DOCUMENT SEGMENT:
Dyne Therapeutics shared promising clinical trial updates from two of its experimental RNA medicines for myotonic dystrophy type 1 (DM1) and Duchenne muscular dystrophy.
The update, announced Monday, includes a first look at six patients in a Phase 1/2 study who received a high dose of Dyne’s myotonic dystrophy therapy called DYNE-101. It showed a dose-dependent increase in splicing correction — measured on a panel of 22 genes — compared to earlier cohorts that received lower doses of the therapy. Researchers and analysts look for dose dependency because that’s a sign that a treatment has an effect.
The high-dose group saw a mean 27% splicing correction from baseline at three months.
In myotonic dystrophy, patients experience muscle loss and weakness over time, as well as myotonia, which is the inability to relax voluntary muscles.
On a hand-opening test, which is used to evaluate myotonia, participants who received DYNE-101 showed an improvement in the time it takes to release their hand grip. The six participants in the high-dose cohort had a mean 4.5-second improvement on the test at three months.

INFORMATION SUPPLIED:
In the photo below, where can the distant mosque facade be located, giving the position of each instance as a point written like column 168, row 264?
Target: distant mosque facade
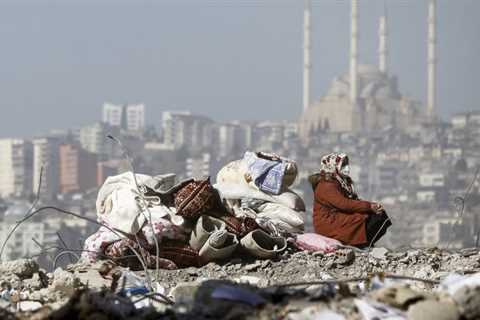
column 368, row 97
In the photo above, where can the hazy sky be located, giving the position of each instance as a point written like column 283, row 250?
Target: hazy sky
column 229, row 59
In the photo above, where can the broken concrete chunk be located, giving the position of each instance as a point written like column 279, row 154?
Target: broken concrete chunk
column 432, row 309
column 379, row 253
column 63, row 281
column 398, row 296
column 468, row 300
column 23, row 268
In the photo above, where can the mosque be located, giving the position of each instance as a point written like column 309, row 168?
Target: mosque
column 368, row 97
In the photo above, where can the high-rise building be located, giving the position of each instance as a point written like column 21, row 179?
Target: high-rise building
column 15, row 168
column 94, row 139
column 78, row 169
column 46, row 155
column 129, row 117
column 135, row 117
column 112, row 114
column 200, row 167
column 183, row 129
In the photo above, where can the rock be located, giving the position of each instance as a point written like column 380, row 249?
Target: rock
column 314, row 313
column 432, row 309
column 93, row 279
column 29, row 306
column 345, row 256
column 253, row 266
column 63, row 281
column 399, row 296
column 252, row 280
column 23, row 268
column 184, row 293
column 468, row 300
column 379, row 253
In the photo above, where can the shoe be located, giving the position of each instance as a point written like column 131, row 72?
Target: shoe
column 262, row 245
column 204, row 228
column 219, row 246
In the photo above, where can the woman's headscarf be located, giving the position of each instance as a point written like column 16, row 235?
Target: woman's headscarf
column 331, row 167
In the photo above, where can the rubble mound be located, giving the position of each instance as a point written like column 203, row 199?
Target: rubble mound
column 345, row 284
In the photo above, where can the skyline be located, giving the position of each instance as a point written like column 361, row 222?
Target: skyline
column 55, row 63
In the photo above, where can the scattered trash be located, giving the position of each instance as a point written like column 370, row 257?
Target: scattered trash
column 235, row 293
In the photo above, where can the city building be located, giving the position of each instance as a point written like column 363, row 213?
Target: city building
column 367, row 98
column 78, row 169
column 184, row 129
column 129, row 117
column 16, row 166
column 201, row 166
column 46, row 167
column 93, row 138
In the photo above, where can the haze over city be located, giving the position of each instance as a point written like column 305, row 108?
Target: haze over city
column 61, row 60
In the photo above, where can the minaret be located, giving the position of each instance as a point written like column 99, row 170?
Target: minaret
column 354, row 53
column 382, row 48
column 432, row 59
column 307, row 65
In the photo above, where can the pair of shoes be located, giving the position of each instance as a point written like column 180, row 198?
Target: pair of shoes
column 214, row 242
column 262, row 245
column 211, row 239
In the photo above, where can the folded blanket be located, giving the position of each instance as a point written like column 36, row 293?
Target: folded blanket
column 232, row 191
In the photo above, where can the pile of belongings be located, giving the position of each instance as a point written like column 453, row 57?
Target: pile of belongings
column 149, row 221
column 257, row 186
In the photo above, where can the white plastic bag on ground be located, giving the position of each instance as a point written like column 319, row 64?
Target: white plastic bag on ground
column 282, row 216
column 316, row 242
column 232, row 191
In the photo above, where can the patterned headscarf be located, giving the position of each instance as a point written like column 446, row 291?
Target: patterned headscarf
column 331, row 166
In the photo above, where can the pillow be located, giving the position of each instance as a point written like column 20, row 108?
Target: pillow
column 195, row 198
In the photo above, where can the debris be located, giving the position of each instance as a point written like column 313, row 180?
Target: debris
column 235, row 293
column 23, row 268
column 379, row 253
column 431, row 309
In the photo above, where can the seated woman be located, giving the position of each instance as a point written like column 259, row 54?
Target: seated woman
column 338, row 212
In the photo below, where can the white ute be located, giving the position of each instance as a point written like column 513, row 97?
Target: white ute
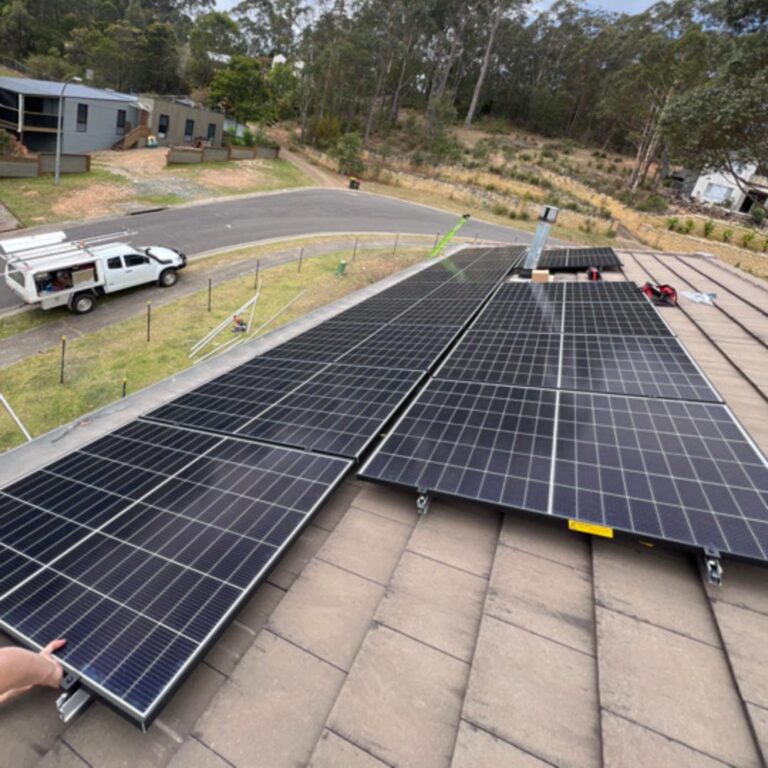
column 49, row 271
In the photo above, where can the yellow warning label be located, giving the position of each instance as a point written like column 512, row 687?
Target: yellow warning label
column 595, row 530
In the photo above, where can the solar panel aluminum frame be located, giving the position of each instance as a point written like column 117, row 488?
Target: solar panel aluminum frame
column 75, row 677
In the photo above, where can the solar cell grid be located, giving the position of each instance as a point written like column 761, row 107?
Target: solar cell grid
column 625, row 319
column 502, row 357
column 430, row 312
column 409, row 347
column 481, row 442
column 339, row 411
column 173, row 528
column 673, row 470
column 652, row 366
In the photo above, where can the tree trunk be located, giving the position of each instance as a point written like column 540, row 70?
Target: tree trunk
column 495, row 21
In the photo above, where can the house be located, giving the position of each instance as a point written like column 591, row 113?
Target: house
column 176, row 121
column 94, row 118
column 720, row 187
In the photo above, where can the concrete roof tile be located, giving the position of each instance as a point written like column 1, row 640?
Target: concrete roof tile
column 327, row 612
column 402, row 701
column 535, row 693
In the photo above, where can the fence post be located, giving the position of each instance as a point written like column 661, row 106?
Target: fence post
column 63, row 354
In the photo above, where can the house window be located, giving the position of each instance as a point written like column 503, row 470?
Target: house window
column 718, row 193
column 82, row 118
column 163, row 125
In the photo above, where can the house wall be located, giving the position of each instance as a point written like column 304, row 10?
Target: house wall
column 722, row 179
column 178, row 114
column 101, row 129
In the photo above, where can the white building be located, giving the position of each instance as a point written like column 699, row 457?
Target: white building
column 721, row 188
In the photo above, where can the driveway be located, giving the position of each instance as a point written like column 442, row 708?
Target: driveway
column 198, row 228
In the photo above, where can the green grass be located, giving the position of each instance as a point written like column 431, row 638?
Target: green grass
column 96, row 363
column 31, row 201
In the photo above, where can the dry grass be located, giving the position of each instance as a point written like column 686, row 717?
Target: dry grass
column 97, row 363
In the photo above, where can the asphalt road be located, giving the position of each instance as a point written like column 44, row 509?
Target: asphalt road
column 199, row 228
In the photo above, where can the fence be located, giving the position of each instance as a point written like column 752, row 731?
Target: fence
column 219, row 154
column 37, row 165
==
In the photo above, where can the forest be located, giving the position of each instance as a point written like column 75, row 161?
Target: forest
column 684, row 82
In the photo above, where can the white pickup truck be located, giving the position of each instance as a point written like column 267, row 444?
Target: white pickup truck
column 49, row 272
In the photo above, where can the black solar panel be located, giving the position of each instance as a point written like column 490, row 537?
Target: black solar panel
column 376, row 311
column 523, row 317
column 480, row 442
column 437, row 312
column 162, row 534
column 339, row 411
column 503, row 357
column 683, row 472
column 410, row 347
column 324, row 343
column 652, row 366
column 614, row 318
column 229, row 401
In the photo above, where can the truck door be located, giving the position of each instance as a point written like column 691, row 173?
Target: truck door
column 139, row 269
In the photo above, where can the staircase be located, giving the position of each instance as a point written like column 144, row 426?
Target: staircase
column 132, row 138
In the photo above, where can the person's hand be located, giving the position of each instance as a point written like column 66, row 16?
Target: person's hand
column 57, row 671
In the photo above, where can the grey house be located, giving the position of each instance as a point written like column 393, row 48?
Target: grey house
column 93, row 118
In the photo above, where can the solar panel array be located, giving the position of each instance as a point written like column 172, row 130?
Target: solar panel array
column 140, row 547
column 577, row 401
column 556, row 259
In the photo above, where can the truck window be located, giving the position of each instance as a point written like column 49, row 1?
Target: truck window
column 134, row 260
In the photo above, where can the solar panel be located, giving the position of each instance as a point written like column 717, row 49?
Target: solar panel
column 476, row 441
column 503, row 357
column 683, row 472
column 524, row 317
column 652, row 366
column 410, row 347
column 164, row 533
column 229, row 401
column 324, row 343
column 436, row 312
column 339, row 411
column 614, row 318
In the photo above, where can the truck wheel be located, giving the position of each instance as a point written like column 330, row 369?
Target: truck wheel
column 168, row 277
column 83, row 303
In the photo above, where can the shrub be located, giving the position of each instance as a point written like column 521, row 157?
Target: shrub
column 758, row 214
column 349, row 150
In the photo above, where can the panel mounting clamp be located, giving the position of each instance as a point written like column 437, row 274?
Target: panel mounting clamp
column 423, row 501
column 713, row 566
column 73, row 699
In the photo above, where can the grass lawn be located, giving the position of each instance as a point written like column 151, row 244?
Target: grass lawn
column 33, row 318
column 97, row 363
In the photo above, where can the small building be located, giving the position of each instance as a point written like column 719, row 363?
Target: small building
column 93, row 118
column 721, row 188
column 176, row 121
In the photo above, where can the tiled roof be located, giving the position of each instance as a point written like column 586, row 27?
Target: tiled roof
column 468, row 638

DIRECTIONS:
a: Transcribe the part of the Dyne Therapeutics article starting with "Dyne Therapeutics shared" and going on through "Duchenne muscular dystrophy.".
b: List the symptoms of myotonic dystrophy that the Dyne Therapeutics article names.
c: Answer these questions from the Dyne Therapeutics article:
(i) How many genes were in the panel used to measure splicing correction?
(ii) What mean splicing correction from baseline did the high-dose group show at three months?
(iii) What mean improvement did the high-dose cohort show on the hand-opening test at three months?

EXERCISE SOLUTIONS:
a:
Dyne Therapeutics shared promising clinical trial updates from two of its experimental RNA medicines for myotonic dystrophy type 1 (DM1) and Duchenne muscular dystrophy.

b:
- muscle loss
- weakness
- myotonia

c:
(i) 22
(ii) 27%
(iii) 4.5 seconds